### [EXERCISE INSTRUCTIONS]
a – Locate every line in the records that contains the string "segment" and copy each of those lines.
b – Carry the article on response marketing KPIs forward from the point where it stops, picking up right after its last sentence.

ROI Roadmap: Response Marketing

March 04, 2020

There’s a process to making progress. The journey between setting goals and achieving them must be filled with checkpoints to ensure you’re moving in the right direction. In marketing, we call these key performance indicators, or KPIs. The best way to keep track of your marketing’s results or return on investment (ROI) is by identifying and analyzing these KPIs along the way. That’s why we’ve created a roadmap of the most important KPIs in response marketing.

Five Common KPIs for Response Marketing

For a bird’s eye view of our roadmap, here are five of the most common response marketing KPIs that Orange Label Marketing Services Director Michelle Komala recommends monitoring.

  1. New Customer Growth: The number of first-time customers your marketing is attracting.
  2. Leads and Conversions: A lead is a potential customer or prospect and a conversion is what occurs when that person takes the desired action and “converts” from a prospect to a customer.
  3. Conversion Rate: The conversion rate is the number of conversions divided by the total number of visitors.
  4. Cost Per Lead (CPL): Total cost of the campaign divided by the number of leads generated.
  5. Cost Per Acquisition (CPA): This marketing metric measures the cumulative costs of a customer taking an action that leads to a conversion, typically in the form of a registration, activation or signup. To calculate, take the total advertising spend or cost of a campaign divided by the number of acquisitions generated.

Just like traveling, there are different routes to take to get to your destination. Here are a few different routes to take and KPI “lookouts” to stop at if you want to boost sales, increase social engagement and improve customers’ online experience.

Sales KPIs  

The driving factor behind organizations, sales KPIs help gauge how your marketing is performing. From your sales team’s response time to marketing to qualified leads, these KPIs help fuel your sales performance.

  1. Customer Acquisition Cost (CAC): The total sales and marketing cost associated with convincing a prospective customer or lead to buy your company’s product or service over a specific time period. This can be calculated by dividing the cost of sales and marketing by the number of new customers acquired.
  2. Sales Team Response Time: In today’s fast-paced marketplace, every minute matters and fast responses are key. How fast does your sales team respond to leads? How fast does your competition’s sales team respond? Proactively providing fast and efficient response times can help turn inquiries into sales and prospects into clients.
  3. Marketing Qualified Leads (MQL): A lead that is more likely to become a customer compared to others, based on lead intelligence. This includes individuals that have identified themselves as deeply engaged and more sales-ready than other leads.
  4. Sales Qualified Leads (SQL): Leads that are ready for direct sales follow-up. This can include those that fill out a contact form with an inquiry about a product or service.

Social Media KPIs

Another avenue for building sales, social media allows organizations to establish a connection with their audience by growing brand awareness, sharing their brand story, engaging with customers and remaining part of individuals’ day-to-day lives.

[Stored entries]
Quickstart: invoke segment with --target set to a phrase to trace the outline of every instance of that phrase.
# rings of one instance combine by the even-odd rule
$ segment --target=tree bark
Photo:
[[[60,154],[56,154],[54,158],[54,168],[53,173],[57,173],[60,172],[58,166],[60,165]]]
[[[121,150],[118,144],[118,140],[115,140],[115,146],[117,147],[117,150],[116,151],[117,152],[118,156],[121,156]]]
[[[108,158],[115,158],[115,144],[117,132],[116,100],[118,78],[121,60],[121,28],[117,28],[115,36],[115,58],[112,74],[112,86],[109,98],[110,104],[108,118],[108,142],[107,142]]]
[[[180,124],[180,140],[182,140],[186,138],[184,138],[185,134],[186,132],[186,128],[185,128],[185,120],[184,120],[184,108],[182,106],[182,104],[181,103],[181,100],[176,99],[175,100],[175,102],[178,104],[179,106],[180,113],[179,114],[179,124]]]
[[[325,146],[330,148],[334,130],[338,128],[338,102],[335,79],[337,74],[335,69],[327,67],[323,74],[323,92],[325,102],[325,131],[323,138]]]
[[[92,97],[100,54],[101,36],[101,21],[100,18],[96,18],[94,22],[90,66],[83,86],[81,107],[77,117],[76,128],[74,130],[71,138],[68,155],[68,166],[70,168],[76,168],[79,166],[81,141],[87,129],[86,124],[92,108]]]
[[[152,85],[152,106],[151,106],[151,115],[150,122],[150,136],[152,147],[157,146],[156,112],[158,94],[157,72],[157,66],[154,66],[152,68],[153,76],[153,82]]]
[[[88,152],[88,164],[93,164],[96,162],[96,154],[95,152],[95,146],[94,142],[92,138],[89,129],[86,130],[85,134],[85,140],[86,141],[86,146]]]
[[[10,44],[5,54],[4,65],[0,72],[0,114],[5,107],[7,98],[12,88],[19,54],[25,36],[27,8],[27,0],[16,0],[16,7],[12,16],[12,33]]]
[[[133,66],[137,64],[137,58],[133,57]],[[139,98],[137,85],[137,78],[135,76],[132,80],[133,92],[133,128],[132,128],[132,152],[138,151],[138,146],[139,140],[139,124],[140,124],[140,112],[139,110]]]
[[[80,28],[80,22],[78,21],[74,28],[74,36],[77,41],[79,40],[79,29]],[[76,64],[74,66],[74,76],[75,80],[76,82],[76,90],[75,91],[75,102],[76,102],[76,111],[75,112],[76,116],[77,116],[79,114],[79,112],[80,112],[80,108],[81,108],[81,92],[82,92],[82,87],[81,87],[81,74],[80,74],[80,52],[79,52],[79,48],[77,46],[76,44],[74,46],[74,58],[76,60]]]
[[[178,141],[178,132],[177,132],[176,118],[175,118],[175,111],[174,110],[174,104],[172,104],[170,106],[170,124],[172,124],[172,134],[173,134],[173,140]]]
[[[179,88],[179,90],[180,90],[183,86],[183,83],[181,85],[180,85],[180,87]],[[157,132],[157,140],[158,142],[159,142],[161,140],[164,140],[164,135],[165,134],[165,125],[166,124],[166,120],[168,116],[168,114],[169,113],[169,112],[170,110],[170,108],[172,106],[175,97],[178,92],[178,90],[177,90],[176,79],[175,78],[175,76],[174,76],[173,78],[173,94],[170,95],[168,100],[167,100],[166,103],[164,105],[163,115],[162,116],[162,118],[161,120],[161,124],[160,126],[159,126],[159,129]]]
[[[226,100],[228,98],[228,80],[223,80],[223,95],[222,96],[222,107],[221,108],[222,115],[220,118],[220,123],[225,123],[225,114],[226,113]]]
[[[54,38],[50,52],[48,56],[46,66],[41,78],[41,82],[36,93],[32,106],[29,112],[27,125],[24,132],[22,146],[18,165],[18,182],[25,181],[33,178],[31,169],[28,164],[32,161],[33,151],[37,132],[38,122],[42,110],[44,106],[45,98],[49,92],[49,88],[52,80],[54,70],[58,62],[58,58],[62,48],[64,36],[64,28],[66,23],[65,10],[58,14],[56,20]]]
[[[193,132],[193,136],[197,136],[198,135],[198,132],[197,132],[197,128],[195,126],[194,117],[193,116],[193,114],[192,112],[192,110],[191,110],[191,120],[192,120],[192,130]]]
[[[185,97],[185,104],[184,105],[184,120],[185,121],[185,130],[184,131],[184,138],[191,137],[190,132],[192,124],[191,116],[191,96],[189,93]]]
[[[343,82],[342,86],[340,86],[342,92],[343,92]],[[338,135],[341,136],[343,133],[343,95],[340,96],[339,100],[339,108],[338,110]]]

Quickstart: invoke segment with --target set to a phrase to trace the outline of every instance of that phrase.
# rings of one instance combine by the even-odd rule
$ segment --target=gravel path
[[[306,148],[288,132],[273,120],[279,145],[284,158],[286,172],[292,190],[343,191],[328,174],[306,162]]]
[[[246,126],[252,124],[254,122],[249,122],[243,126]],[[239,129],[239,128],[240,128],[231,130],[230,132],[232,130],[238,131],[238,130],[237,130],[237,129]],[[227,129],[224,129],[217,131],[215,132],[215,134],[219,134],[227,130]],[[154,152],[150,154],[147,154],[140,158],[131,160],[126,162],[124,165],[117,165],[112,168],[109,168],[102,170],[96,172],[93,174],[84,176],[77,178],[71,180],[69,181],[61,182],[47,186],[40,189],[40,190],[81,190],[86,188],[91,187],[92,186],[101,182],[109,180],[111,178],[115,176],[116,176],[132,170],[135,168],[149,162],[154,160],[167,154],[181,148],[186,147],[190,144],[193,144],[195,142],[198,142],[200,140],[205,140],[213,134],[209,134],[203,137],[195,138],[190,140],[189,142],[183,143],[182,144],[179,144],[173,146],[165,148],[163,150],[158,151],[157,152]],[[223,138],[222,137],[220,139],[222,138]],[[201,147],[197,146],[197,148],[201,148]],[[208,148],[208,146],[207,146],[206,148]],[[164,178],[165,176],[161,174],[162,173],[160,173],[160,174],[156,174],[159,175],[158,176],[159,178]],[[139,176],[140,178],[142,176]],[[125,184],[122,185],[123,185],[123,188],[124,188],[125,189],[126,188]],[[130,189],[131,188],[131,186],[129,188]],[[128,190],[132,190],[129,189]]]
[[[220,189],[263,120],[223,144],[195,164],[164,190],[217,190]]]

### [SOLVED TASKS]
a –
Quickstart: invoke segment with --target set to a phrase to trace the outline of every instance of that phrase.
$ segment --target=tree bark
Quickstart: invoke segment with --target set to a phrase to trace the outline of every instance of that phrase.
$ segment --target=gravel path

b –
Key insights for calculating this data include:

  1. Reach: Just as it sounds, your reach reveals how far your message is actually traveling. Indicators of reach include the total number of followers your brand has on social and your impressions, or how many times someone had a chance to view your post. Another key factor is traffic data, which tells you how effective your boosted social media posts and call to actions (CTAs) are in getting people to head to your website
  2. Engagement: What’s better? Mass amounts of followers and a minimum number of likes, or a reasonable following and engagement to match? The former indicates that you have a high reach and your posts aren’t resonating with your audience, while the latter is illustrative of an engaged and dedicated following. When gathering social engagement KPIs, likes, comments, follows, clicks, brand mentions/tagged posts, and profile visits are six essential aspects to analyze.

Website KPIs

With digital marketing, you’re directing potential and returning customers to your website. Whether customers have ended up on your website through social media, a Google search or word of mouth, these KPIs take a closer look at how well-received your website is with your audience.

  1. Session: As defined by Google Analytics, sessions are a group of user interactions with your website, that take place within a given time frame. This can include multiple page views and ecommerce transactions.
  2. Page Views Per Session: The average number of pages viewed during a visit on your site. This indicates the level of engagement that users have with your content.
  3. Average Session Duration: Used hand-in-hand with page views per session, the average session duration signals how long an individual spends on your site.
  4. Bounce Rate: The percentage of single-page site visits before an individual “bounces” or leaves your site. These numbers can be used to help identify potential factors, such as slow page loads, confusing navigation or layout, and frequent popups that lead users to click out of your page.
  5. Unique Website Visitors: This refers to the number of first-time visitors to your site for a defined period of time.

Tied to both website and social marketing, email newsletter performance should also be analyzed, when applicable. Tools to look for with emailed campaigns include:

How to Keep Track of Your KPIs

With your ROI roadmap knowledge intact, two major questions remain: how do you keep track of your KPIs and how often should you measure them? Custom KPI dashboards are ideal if there’s someone on your team who can program them, Michelle shares. Otherwise, Tableau and Klipfolio are two popular KPI dashboards. “If resources are not available,” Michelle says, “You can also create something in Google Data Studio or even Google Sheets.”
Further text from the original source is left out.